#### Отрывок текста

В это лето на даче происходит важное событие, которое весело отмечается всей компанией: 27 июля 1898 года Иола Торнаги и Федор Шаляпин венчаются в деревенской церковке села Гагина. Рахманинову вместе с Коровиным и Кругликовым отведены важные роли шаферов.
— Как ты думаешь, — спрашивал Коровина Федор, — можно мне в деревне в поддевке венчаться? Я терпеть не могу эти сюртуки, пиджаки разные, потом шляпы…
Поддевка, белый картуз — такой наряд жениха никого не смутил, было много шуток, веселых розыгрышей. Обошлись без торжественных церемоний, дорогих подарков, удалого свадебного застолья — молодых забросали полевыми цветами, все сидели прямо на полу, шутили, дурачились, а поутру чету Шаляпиных разбудил страшный треск и грохот: под окнами их комнаты собрался шумовой оркестр — друзья играли на ведрах, деревенских свистульках и печных заслонках.
— Какого черта вы дрыхнете? — кричал Мамонтов. — В деревню приезжают не для того, чтобы спать. Вставайте, идем в лес за грибами.
А дирижировал этим кавардаком Сергей Рахманинов…
Осенью 1898 года на вопрос журналиста: «Какая ваша любимая роль?» — Шаляпин ответил:
— Я теперь всецело предался изучению роли Бориса Годунова. Я сыграю ее лишь в будущем году. Не знаю, удастся ли она мне…
С мыслью о Борисе Годунове живет певец весь год, и даже медовый месяц в Путятине проходит в атмосфере музыки Мусоргского.
Рахманинов не прощал несобранности, ошибок, лени ни себе, ни коллегам, ни друзьям, и от Шаляпина он требовал полного погружения в работу. Постраничное разучивание партии Годунова сочеталось с уроками теории музыки и гармонии. «Он вообще старался музыкально воспитать меня», — вспоминал Шаляпин. Певец легко схватывал основы теории, но усидчивостью не отличался; приходилось выслушивать едкие замечания ровесника.

########

→ **Что нужно сделать**:
**A)** Когда и где, согласно отрывку текста, венчались Иола Торнаги и Федор Шаляпин?
**B)** Процитируйте из раздела «Материал для задания» часть строк, которая открывается строкой, содержащей «Put a dot on every instance of the black», и заканчивается последней строкой этого раздела, включая обе границы.
Отрывок текста и строки никак не связаны между собой.

#### Материал для задания

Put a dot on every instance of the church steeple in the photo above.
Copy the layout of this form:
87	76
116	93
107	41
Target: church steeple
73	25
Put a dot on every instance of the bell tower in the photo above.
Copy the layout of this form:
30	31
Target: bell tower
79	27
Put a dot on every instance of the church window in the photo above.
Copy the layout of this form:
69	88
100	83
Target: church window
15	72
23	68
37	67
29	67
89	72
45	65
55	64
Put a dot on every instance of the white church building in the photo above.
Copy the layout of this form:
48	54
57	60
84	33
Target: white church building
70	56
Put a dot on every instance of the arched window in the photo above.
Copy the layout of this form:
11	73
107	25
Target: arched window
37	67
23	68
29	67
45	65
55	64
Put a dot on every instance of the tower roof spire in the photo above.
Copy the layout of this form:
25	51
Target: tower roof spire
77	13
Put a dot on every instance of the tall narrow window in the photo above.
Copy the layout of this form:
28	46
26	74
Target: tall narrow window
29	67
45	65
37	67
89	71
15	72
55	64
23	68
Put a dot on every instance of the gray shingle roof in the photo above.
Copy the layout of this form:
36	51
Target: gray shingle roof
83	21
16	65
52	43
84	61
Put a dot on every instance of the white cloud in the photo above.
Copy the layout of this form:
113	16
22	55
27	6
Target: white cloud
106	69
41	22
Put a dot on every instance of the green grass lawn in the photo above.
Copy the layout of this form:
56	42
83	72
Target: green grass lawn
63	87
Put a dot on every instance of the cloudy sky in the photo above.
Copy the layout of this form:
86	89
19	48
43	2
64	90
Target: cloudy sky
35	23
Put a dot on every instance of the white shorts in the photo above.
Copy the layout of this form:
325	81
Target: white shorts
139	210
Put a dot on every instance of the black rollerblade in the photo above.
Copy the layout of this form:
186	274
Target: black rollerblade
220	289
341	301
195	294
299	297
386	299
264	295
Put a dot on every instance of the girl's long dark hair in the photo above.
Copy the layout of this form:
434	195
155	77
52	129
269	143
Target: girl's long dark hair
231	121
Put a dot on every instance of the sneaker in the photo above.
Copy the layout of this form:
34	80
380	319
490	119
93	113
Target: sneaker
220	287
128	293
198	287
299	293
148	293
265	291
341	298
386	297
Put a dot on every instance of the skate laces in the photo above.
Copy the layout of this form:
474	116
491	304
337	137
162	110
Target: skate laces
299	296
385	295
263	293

########

→ **Ответы по заданиям**:
**A)** 27 июля 1898 года в деревенской церковке села Гагина.

**B)**
Put a dot on every instance of the black rollerblade in the photo above.
Copy the layout of this form:
186	274
Target: black rollerblade
220	289
341	301
195	294
299	297
386	299
264	295
Put a dot on every instance of the girl's long dark hair in the photo above.
Copy the layout of this form:
434	195
155	77
52	129
269	143
Target: girl's long dark hair
231	121
Put a dot on every instance of the sneaker in the photo above.
Copy the layout of this form:
34	80
380	319
490	119
93	113
Target: sneaker
220	287
128	293
198	287
299	293
148	293
265	291
341	298
386	297
Put a dot on every instance of the skate laces in the photo above.
Copy the layout of this form:
474	116
491	304
337	137
162	110
Target: skate laces
299	296
385	295
263	293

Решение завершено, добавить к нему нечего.